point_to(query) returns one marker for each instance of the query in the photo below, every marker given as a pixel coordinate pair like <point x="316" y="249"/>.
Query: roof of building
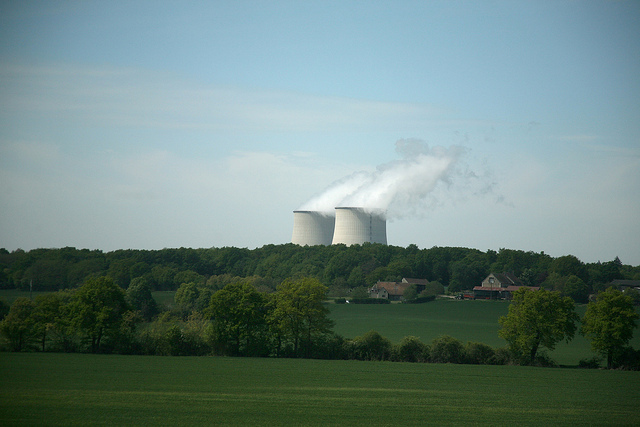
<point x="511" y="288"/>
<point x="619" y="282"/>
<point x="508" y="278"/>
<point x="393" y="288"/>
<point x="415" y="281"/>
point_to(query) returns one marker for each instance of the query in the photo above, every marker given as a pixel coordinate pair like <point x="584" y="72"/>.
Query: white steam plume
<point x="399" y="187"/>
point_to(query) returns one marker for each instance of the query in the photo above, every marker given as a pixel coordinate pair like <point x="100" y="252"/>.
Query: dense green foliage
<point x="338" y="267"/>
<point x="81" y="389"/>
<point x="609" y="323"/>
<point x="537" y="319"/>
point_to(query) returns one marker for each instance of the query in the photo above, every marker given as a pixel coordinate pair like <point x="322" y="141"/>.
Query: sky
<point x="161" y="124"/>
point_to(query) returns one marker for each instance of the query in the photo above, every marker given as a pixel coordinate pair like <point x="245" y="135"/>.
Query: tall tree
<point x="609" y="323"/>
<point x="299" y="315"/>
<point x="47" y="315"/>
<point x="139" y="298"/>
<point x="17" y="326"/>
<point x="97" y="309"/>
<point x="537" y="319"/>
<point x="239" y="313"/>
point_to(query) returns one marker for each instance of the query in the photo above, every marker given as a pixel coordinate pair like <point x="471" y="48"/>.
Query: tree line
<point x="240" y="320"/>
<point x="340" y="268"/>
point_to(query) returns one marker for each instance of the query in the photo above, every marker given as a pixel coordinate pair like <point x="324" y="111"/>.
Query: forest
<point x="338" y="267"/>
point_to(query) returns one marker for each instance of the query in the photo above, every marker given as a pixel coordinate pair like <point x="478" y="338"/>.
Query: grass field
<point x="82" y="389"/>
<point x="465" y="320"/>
####
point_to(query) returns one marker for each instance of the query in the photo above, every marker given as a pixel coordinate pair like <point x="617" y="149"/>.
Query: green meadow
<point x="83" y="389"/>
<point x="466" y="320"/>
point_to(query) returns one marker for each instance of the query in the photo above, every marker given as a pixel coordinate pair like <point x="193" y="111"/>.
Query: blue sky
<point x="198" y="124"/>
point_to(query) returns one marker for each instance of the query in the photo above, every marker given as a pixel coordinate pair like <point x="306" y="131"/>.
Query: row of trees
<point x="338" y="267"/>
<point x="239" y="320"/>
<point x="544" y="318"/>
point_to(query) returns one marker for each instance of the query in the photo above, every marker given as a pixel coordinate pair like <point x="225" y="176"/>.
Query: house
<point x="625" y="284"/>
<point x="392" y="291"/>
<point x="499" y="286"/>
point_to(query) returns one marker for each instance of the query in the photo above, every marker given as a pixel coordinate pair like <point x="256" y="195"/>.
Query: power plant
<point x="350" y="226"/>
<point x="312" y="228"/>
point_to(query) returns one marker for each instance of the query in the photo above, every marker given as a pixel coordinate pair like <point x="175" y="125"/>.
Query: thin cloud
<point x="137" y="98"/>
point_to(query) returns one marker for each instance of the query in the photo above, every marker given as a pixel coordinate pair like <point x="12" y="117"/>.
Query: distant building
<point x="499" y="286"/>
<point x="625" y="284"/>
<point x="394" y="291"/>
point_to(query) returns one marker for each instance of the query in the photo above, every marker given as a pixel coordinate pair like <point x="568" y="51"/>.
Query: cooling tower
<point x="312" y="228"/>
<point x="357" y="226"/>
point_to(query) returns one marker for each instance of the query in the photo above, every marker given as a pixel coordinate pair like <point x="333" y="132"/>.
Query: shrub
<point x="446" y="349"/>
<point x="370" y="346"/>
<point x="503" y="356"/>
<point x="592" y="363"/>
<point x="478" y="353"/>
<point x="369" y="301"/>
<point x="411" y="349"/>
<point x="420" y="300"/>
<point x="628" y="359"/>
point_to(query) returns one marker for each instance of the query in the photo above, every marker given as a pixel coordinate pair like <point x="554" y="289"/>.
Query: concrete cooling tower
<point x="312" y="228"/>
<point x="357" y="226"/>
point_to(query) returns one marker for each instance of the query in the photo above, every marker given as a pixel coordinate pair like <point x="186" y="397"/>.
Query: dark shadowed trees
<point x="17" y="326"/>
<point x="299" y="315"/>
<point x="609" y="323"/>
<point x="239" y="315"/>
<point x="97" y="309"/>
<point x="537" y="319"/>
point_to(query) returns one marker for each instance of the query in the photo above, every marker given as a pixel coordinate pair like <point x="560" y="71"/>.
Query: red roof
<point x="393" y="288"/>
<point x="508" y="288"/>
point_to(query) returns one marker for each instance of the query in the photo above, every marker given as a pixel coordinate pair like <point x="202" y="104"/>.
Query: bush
####
How many lines in the entries above contain the string "building"? Reply with the number alone.

- WRITTEN RESPONSE
2